YOUR TASK> Tally the lines of the listing below that contain the word "desk". Give only the number.

RECORD LIST>
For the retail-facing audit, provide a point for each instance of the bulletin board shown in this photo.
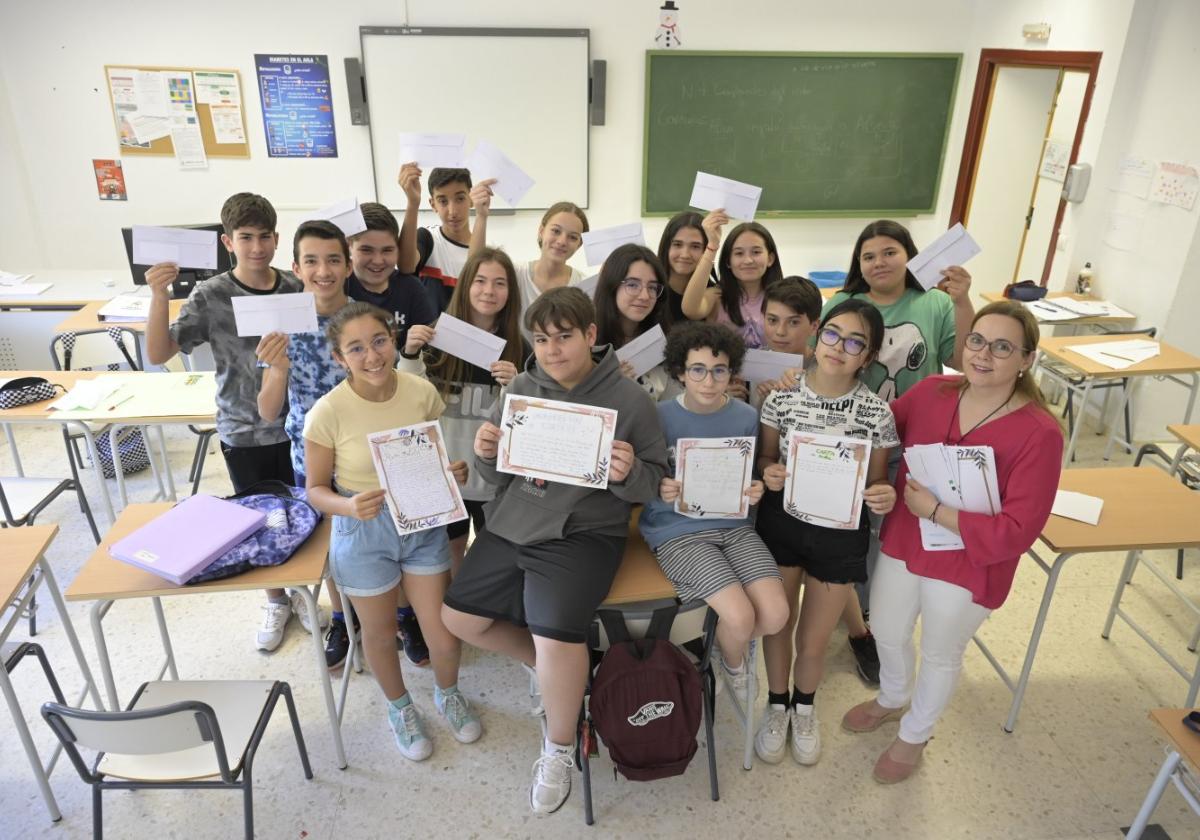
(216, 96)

* * *

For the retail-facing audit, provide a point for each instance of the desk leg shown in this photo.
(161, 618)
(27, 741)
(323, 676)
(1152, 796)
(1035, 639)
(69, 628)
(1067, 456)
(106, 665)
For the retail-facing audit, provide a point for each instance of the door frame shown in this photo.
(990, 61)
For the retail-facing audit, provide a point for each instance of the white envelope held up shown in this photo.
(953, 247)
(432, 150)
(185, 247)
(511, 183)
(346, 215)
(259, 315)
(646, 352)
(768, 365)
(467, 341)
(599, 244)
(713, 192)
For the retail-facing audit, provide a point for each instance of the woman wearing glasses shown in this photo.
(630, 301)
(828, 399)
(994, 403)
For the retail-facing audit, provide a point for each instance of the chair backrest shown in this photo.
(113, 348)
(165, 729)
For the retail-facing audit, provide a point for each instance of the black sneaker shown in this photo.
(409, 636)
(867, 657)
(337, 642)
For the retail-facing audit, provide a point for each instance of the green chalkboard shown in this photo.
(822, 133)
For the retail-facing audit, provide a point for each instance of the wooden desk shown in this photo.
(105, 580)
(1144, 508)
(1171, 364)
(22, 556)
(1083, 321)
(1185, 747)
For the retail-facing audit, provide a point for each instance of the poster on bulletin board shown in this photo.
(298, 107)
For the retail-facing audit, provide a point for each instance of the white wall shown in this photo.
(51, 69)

WRITTEN RESPONSE> 2